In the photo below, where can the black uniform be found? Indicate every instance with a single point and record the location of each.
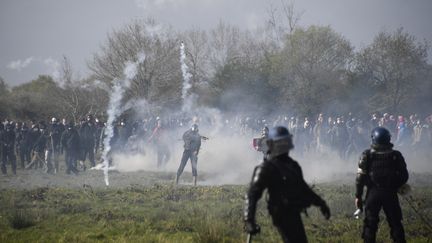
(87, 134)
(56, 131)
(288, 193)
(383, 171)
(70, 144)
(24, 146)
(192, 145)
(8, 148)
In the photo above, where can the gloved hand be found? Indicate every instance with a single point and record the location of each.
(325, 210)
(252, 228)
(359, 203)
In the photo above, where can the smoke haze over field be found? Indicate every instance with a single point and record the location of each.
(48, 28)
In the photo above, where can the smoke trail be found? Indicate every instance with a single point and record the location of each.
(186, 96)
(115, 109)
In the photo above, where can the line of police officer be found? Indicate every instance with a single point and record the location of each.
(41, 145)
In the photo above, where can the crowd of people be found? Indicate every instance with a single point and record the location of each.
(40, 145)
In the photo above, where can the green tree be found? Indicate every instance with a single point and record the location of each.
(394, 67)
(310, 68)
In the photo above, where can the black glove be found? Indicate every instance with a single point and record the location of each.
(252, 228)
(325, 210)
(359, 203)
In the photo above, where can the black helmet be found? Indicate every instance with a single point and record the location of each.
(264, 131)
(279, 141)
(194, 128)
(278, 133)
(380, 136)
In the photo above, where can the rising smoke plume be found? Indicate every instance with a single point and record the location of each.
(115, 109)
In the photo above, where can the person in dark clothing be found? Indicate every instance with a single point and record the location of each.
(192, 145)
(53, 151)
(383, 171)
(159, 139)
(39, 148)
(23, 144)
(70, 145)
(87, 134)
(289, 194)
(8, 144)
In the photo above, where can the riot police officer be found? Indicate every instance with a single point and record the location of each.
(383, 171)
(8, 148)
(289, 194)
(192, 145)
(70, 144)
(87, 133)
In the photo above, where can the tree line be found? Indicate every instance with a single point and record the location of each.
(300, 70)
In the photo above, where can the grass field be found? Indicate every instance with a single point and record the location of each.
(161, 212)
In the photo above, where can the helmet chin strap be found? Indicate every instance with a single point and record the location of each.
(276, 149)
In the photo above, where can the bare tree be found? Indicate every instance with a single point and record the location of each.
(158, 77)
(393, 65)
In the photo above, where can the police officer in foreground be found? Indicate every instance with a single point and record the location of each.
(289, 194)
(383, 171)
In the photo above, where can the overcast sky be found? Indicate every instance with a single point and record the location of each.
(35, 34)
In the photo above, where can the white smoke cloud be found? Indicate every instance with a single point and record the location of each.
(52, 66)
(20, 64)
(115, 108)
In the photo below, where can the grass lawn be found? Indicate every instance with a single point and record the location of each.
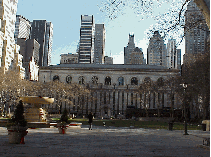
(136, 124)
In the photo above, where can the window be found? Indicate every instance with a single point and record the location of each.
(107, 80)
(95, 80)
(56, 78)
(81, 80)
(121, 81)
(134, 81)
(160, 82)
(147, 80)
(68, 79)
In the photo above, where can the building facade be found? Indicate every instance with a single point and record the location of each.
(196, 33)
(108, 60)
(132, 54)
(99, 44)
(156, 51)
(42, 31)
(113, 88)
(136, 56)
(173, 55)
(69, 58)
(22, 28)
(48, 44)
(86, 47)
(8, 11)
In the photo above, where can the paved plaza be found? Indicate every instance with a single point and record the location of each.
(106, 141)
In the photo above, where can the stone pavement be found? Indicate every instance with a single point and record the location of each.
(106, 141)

::::

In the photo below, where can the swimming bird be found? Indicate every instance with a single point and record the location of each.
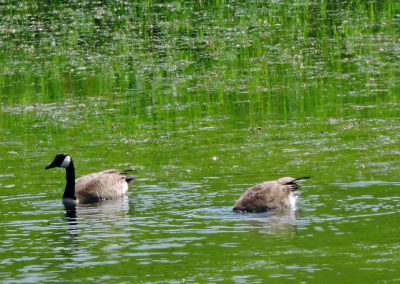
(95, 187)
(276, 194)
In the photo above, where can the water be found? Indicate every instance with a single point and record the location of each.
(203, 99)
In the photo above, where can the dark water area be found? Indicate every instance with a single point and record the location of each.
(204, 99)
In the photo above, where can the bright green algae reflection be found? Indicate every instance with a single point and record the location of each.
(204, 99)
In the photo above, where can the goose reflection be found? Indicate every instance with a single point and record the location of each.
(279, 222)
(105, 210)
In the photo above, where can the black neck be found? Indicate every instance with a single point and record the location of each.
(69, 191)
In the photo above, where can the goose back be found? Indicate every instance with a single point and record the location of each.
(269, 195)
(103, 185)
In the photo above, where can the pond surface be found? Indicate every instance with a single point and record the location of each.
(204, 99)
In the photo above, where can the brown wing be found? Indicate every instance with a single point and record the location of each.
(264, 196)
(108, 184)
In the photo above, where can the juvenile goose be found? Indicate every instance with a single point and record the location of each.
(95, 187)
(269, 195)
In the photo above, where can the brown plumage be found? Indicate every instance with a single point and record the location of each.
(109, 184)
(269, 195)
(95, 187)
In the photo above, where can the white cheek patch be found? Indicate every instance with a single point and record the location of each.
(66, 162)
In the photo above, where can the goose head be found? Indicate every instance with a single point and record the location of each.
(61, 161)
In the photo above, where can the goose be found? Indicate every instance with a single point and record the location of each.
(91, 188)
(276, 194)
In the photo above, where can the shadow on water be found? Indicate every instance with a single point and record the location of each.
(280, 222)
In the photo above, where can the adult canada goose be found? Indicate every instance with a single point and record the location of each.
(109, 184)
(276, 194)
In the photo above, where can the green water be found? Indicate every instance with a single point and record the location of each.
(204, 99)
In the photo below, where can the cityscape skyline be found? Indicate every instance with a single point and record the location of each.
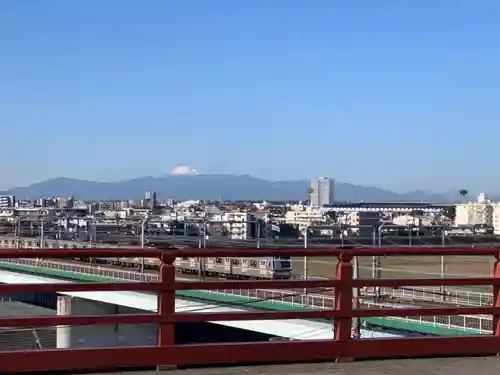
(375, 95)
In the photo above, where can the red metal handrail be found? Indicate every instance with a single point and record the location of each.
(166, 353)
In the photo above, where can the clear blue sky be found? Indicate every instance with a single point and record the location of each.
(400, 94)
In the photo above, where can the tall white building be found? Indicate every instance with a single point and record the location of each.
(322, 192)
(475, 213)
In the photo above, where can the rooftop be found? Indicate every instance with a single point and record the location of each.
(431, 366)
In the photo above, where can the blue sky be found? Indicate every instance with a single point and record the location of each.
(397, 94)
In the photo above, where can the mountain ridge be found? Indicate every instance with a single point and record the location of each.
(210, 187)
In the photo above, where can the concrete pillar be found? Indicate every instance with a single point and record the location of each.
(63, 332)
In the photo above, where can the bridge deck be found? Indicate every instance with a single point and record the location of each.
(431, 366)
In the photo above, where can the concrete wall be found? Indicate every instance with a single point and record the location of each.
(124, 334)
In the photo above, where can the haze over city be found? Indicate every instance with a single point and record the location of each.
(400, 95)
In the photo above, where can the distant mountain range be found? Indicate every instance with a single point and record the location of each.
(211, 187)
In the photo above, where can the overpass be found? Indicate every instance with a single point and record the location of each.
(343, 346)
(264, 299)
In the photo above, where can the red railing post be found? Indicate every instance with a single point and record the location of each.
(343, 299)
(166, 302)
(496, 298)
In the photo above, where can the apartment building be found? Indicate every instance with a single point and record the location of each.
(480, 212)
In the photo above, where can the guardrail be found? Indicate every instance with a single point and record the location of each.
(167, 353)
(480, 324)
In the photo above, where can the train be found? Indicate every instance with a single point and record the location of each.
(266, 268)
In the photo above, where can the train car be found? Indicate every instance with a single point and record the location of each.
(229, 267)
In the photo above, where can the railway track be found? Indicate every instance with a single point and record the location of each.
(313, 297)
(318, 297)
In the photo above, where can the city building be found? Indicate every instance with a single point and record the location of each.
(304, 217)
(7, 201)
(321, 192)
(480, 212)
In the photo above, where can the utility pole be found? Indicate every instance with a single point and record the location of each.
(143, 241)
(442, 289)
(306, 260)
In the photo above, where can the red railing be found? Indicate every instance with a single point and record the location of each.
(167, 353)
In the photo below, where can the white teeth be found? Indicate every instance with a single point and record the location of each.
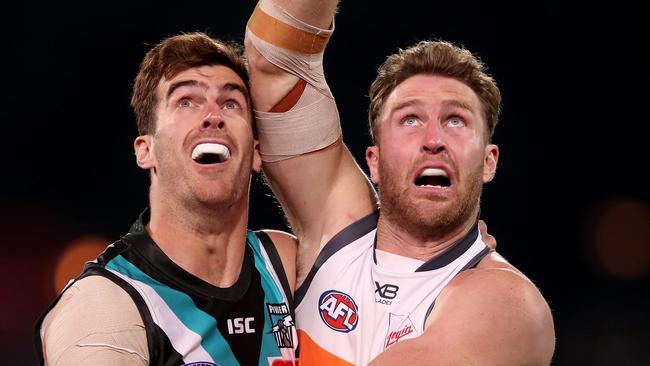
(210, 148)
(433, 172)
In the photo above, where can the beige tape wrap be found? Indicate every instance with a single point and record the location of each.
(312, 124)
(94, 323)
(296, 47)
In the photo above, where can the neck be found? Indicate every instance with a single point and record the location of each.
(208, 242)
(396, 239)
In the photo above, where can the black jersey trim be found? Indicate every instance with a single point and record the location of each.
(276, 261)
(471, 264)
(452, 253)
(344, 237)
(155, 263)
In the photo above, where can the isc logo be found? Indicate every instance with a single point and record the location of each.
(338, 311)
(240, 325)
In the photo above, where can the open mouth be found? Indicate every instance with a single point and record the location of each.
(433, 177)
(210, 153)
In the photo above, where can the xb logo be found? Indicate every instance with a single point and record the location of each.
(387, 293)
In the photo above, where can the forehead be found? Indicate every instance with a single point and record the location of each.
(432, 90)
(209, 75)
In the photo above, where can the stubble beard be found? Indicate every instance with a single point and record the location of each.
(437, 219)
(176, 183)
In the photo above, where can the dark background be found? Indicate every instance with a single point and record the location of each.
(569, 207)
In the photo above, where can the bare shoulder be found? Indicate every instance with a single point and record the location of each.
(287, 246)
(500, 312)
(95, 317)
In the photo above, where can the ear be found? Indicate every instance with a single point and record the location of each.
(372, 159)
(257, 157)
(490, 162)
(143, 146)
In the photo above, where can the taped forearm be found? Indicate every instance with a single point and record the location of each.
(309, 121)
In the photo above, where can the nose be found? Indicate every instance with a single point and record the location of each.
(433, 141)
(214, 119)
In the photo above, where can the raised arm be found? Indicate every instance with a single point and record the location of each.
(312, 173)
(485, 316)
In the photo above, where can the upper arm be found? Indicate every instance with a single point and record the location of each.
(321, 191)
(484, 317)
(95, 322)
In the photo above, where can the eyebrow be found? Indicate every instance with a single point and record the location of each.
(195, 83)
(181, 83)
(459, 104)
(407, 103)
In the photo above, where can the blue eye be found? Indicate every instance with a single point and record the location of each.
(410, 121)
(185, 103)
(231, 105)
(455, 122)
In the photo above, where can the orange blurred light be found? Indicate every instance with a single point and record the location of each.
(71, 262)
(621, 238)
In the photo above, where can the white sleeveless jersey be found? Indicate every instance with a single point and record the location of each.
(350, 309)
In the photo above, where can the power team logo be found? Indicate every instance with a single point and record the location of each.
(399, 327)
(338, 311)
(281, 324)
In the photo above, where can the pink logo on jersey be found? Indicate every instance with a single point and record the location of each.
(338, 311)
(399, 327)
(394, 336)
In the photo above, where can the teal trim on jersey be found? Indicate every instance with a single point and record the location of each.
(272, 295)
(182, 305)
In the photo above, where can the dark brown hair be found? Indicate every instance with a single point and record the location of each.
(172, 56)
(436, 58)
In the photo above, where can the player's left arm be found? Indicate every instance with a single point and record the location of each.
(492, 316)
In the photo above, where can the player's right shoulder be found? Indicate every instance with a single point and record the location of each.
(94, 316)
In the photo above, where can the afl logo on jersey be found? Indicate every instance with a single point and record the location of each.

::::

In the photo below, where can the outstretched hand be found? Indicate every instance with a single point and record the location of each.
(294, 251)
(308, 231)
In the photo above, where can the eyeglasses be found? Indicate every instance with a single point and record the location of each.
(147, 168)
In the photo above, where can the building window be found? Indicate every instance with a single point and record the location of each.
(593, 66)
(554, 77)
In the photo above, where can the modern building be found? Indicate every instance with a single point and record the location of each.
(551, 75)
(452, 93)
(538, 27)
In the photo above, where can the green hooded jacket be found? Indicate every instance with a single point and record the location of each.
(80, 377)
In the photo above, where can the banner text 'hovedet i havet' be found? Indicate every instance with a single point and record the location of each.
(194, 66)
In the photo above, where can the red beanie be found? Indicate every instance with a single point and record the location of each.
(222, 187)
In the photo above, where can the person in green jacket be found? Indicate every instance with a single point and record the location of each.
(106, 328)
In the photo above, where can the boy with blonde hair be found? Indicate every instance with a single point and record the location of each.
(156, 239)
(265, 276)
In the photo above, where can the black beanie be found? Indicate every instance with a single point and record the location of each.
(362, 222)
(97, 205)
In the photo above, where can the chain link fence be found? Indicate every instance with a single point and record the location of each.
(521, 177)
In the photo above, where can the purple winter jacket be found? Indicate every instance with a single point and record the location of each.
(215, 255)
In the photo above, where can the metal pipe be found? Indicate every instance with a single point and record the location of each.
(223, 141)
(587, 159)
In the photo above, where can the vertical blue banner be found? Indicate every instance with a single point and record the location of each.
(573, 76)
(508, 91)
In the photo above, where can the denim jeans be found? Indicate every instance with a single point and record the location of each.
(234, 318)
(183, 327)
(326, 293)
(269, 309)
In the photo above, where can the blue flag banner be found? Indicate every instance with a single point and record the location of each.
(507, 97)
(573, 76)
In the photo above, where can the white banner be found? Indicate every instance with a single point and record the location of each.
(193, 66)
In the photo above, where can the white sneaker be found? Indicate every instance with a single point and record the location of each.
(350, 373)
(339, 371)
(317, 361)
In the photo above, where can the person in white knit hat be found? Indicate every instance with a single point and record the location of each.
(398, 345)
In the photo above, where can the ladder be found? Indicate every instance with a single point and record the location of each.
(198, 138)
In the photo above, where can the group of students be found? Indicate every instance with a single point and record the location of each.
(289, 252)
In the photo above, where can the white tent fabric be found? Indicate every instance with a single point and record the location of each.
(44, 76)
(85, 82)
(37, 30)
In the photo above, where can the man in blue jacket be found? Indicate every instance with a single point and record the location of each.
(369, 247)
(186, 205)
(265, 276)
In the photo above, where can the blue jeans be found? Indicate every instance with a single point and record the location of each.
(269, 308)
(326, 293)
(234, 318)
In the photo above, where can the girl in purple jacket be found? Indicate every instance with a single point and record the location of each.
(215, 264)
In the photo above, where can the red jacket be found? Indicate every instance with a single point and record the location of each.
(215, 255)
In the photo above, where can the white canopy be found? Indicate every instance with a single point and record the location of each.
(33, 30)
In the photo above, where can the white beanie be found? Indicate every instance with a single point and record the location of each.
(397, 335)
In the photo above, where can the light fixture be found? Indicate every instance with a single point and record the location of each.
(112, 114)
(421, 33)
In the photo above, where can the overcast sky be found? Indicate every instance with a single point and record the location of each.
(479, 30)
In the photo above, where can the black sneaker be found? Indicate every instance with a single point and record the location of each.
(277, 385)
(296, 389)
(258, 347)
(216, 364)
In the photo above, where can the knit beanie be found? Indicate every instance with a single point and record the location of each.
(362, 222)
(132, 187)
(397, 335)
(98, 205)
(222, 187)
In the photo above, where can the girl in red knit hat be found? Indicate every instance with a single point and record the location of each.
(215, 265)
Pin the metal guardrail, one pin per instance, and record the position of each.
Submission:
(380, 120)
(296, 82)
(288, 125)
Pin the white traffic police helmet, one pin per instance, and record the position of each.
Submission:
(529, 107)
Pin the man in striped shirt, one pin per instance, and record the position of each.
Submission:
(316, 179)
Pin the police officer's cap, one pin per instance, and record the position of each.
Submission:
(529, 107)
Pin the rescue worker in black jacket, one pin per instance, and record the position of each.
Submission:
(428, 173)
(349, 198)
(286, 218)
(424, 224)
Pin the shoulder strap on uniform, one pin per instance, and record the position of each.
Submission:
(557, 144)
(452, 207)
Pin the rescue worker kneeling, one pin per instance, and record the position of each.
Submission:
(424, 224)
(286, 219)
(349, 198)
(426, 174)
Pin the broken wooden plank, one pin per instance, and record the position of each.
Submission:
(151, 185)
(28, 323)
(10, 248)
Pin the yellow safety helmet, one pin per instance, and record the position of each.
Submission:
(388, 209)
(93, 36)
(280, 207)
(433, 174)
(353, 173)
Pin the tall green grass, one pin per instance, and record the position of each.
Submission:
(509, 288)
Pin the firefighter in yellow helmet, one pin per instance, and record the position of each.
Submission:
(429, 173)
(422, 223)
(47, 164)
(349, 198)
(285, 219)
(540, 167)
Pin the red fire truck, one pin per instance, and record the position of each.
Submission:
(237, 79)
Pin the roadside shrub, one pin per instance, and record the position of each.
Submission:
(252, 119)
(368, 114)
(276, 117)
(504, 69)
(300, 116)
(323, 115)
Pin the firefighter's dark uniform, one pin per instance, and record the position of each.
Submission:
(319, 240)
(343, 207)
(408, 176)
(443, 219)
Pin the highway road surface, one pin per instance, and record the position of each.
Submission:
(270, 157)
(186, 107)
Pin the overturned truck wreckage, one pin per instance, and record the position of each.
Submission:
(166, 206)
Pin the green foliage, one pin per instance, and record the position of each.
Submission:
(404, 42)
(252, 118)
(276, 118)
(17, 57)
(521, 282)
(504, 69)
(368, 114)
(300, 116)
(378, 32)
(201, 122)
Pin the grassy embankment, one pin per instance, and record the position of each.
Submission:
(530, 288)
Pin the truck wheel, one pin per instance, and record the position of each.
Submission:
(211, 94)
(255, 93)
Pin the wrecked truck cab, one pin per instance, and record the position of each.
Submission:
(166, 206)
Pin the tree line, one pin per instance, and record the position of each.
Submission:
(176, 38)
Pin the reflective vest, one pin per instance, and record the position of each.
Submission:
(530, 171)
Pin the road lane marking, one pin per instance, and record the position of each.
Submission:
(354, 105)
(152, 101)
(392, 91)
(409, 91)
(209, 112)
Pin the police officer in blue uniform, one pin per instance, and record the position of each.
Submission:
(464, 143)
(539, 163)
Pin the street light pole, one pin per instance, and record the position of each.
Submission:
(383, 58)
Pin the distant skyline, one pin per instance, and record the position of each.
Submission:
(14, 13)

::::

Please pull out every line in the rows above that contains the string "window" and copy each of those lines in full.

In the photo above, where can the window be found? Indicate every instance with a single point and record the location of each.
In the photo above, where can the building window be found? Indicate every instance with a single point and record the location of each.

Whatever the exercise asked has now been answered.